Tasks and exercises
- A) Translate this sentence from the passage about boyhood western movies into Spanish: "But perhaps Monument Valley scenes were the most deeply imprinted in my young mind!"
- B) Extend the passage about boyhood western movies with a few sentences that pick up after its final line.

Text block
—————

Movie poster courtesy of Warner Bros. Pictures 1956.
As a boy growing up in the late 1940s and 1950s I was enthralled with western/cowboy movies especially those $.10 Saturday afternoon matinees. And my favorite actor was the Duke, John Wayne, a man who uttered my favorite quotes: Life is tough, but it’s tougher if your stupid.  My imagination of the “west” was inspired by scenes from the red rocks at Monument Valley and Kanab, Utah (southwestern Utah) or the forests and jumbled boulders in the Sierra Nevada mountains.  But perhaps Monument Valley scenes were the most deeply imprinted in my young mind!

—————

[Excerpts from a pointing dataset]
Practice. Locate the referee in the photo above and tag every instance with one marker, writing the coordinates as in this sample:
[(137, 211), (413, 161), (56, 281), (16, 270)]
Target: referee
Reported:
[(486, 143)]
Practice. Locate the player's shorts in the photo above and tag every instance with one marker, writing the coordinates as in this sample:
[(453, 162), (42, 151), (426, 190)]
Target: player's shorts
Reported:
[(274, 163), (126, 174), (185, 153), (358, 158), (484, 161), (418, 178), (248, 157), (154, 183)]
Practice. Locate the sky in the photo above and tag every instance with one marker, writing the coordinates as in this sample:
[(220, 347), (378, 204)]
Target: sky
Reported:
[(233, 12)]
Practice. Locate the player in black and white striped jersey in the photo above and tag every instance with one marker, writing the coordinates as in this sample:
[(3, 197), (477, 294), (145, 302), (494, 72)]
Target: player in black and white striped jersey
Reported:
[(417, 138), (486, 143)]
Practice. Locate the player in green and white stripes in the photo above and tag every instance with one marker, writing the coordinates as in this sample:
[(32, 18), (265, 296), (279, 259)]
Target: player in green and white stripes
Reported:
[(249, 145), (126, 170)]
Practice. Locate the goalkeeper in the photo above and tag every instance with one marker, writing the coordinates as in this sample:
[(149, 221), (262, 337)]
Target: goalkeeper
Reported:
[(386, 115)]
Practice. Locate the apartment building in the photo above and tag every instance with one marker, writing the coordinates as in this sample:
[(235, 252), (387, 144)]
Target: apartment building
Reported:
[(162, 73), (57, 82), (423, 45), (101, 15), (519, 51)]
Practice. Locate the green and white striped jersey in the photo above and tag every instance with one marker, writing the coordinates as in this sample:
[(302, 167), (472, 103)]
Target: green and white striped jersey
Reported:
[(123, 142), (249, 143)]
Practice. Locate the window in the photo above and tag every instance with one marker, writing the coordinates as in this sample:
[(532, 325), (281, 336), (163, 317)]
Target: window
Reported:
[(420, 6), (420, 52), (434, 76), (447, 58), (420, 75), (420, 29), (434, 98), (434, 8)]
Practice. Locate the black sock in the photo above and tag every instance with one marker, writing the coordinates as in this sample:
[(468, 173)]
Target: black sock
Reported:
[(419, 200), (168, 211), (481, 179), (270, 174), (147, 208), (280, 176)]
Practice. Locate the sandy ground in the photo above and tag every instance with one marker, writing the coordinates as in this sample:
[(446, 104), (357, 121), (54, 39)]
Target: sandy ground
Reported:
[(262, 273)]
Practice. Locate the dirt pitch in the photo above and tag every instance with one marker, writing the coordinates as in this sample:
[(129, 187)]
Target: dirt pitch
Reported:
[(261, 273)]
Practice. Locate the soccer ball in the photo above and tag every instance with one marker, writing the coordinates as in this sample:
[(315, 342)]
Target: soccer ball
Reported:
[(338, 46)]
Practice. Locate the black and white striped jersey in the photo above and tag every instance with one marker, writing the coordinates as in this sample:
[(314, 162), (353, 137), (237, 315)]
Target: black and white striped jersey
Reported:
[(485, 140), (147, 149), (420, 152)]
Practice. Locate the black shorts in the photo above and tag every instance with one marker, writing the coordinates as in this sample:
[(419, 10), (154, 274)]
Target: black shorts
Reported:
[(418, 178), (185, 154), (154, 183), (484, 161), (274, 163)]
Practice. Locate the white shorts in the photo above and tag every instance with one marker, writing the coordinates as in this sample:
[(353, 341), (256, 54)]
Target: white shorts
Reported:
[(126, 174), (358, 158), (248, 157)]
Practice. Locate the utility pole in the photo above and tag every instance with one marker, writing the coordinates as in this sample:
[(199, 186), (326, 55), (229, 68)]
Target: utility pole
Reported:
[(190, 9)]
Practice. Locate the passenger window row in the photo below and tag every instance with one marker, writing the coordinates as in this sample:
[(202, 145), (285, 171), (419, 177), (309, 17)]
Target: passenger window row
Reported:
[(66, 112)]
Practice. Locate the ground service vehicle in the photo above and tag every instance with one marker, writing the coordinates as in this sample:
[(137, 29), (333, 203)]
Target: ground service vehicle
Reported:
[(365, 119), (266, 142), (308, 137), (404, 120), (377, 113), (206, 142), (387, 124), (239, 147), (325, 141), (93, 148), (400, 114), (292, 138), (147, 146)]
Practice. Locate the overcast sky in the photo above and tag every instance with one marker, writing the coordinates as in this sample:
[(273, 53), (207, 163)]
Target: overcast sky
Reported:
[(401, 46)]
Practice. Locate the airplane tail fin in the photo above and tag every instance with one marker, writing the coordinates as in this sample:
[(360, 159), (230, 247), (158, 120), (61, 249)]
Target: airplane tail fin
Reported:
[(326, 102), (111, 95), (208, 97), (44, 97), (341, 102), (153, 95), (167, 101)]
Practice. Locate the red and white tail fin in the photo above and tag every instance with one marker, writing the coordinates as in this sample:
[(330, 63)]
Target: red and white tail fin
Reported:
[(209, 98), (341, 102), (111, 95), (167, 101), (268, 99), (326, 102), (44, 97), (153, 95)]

—————

Answers below
- A) ¡Pero quizás las escenas de Monument Valley fueron las que quedaron más profundamente grabadas en mi mente joven!

- B)
The first major movie filmed in the Park was the iconic Stagecoach staring a then unknown actor by the name of John Wayne (1939) and directed by John Ford.  The movie cemented Wayne’s fame, and the scenery so impressed Ford that he filmed nine more movies in the red rocks with Wayne starring in four of these.  Although Stagecoach was filmed before my birth, the Black and White feature was a staple in the Saturday presentations.  By the 1950s color had arrived in the movies and I vividly remember Wayne riding through Monument Valley in the Searchers—filmed in wonderful Technicolor.

Here we go, the "stagecoach" traveling through "Apache Country." The Ringo Kid's (Wayne) rifle is big-looped Winchester Model 92 Trapper with the barrel chopped short.  In the real world, both Winchester and Remington chambered the gun for smokeless and high powered .44-40 ammunition.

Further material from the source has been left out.